Location identification items:

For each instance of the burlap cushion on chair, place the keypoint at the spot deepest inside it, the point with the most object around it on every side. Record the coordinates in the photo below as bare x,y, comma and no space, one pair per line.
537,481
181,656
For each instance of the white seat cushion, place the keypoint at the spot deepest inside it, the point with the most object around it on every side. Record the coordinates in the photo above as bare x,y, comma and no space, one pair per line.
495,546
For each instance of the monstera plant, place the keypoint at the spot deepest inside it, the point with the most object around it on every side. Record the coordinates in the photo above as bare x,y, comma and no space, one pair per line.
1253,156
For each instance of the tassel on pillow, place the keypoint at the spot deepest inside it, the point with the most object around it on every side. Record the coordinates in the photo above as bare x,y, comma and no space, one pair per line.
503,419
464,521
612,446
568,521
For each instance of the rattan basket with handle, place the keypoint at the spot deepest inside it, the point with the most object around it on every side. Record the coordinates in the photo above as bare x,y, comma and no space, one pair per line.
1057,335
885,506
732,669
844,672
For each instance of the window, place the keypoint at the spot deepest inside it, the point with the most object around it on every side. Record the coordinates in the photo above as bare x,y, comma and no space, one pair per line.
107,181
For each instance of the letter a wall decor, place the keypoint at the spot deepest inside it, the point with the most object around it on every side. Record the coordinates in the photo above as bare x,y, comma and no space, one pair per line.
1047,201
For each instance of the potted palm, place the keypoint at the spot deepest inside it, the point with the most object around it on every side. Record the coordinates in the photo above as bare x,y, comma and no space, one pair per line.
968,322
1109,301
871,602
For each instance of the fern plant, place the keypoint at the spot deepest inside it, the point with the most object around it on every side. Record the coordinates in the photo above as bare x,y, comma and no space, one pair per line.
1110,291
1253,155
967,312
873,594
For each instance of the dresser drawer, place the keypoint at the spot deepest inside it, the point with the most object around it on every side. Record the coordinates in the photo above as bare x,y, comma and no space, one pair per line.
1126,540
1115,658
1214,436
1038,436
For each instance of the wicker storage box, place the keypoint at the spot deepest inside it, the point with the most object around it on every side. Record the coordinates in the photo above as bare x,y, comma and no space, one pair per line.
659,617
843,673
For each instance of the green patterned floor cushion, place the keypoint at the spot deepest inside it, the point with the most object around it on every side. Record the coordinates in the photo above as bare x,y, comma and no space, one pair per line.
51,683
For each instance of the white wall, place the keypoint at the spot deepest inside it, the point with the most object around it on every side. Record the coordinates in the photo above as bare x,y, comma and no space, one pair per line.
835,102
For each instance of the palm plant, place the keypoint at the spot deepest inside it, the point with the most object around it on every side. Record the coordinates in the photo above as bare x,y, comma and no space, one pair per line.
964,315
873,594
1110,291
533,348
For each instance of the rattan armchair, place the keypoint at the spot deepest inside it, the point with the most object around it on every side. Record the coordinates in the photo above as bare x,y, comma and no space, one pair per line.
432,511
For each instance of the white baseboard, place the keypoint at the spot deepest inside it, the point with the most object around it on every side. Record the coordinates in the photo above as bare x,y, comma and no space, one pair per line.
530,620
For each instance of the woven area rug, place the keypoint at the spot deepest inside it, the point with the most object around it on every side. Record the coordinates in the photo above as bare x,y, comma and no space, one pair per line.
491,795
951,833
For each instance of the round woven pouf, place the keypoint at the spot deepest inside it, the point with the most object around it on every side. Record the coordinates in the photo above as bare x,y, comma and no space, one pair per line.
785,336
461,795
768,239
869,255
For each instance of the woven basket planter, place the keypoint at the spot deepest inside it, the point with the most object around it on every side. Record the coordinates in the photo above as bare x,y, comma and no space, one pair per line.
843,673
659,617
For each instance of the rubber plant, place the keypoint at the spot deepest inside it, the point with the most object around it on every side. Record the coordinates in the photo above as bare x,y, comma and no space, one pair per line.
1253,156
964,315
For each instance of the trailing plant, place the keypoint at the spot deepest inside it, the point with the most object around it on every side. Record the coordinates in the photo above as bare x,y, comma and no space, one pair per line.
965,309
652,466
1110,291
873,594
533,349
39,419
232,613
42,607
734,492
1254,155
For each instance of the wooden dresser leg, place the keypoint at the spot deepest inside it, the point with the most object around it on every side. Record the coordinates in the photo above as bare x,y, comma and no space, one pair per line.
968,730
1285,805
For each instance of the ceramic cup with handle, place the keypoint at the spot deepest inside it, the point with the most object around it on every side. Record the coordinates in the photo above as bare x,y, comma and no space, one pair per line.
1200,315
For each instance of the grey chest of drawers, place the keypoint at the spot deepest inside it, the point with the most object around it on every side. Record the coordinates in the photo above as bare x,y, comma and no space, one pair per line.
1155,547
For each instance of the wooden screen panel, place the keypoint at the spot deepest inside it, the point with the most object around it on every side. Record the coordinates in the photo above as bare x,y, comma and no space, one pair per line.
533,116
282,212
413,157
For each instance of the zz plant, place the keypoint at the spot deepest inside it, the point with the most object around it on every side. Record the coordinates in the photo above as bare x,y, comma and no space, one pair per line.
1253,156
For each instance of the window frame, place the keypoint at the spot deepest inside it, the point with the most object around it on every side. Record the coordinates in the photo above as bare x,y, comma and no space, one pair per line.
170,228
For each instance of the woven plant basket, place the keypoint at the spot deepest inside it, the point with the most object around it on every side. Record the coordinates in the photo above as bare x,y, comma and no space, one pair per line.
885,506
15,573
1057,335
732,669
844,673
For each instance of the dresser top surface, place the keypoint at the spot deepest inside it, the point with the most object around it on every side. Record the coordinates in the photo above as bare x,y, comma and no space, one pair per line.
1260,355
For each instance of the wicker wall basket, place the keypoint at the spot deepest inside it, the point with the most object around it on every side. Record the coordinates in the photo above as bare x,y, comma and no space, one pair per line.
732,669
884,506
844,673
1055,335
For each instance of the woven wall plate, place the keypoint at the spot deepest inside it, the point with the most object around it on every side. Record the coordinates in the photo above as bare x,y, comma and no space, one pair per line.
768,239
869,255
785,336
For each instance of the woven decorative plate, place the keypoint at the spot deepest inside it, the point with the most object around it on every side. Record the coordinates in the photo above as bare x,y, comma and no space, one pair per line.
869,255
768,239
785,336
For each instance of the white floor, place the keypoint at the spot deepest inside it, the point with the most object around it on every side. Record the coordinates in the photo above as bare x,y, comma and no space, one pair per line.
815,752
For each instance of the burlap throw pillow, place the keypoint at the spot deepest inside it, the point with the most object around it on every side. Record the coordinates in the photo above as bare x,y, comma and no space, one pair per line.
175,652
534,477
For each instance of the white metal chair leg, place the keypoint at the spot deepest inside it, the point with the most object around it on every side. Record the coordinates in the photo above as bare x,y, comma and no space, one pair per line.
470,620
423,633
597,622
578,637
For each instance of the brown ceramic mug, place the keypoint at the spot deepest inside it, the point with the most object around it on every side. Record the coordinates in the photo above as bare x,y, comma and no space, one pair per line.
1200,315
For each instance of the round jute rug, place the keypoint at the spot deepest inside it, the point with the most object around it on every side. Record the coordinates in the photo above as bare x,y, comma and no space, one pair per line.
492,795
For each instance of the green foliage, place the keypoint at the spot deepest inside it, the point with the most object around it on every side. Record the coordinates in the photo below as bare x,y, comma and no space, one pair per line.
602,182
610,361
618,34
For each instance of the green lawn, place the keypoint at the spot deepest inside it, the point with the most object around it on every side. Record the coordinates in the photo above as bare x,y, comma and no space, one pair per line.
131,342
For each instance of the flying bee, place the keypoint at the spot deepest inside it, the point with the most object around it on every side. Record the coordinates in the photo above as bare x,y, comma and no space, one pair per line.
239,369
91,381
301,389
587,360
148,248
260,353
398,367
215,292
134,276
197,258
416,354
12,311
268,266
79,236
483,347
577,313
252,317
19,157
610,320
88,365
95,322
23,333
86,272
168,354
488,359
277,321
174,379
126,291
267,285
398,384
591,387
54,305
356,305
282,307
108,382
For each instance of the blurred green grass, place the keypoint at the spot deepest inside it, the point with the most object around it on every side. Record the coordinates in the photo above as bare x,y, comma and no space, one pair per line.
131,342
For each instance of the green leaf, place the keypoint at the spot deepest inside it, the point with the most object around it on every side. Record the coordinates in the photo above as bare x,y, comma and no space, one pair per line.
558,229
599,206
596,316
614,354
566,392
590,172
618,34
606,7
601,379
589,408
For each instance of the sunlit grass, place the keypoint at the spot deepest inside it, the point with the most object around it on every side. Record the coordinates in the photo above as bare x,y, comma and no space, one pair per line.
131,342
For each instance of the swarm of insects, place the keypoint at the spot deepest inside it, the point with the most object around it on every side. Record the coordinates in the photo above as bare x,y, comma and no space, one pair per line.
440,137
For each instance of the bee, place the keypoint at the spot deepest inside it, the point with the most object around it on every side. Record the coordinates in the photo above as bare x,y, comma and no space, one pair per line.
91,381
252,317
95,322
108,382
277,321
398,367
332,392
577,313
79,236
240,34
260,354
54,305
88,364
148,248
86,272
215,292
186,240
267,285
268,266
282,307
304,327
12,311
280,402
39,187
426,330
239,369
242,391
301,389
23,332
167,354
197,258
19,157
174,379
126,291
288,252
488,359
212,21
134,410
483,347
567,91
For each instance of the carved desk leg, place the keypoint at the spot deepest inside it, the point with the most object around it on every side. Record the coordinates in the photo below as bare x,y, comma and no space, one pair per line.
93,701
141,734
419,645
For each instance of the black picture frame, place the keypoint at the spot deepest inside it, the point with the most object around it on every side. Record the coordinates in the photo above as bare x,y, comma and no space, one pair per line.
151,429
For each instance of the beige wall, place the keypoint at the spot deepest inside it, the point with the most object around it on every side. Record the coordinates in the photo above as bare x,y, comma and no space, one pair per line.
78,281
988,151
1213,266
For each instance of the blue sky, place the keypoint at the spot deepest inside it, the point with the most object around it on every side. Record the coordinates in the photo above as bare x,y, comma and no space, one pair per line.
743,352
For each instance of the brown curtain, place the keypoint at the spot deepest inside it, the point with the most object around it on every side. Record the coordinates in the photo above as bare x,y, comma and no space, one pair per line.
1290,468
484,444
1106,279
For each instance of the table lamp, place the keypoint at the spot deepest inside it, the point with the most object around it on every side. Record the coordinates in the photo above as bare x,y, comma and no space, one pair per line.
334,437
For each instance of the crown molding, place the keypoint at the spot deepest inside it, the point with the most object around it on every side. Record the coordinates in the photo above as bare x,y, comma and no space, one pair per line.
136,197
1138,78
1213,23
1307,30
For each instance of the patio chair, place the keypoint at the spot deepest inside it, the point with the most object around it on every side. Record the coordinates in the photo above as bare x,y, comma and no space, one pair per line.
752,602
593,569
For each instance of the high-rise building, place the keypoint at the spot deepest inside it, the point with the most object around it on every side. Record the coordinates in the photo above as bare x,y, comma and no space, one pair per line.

__What the task requires__: Return exactly the lines from the one containing "For each instance of the patio" through the last line of the records above, both included, and nothing else.

__The answer__:
For each instance of the patio chair, place the keypoint at the spot deepest inside it, the point with the most object around it on every side. Record the coordinates in the photo above as bare x,y, comma and no space, one pair per line.
752,602
593,569
For each instance of the high-rise building, place the keypoint at the spot deepest inside it, the point with the most object around it on every side. Record the coordinates in the photo above as bare x,y, comma and no space, one pair per line.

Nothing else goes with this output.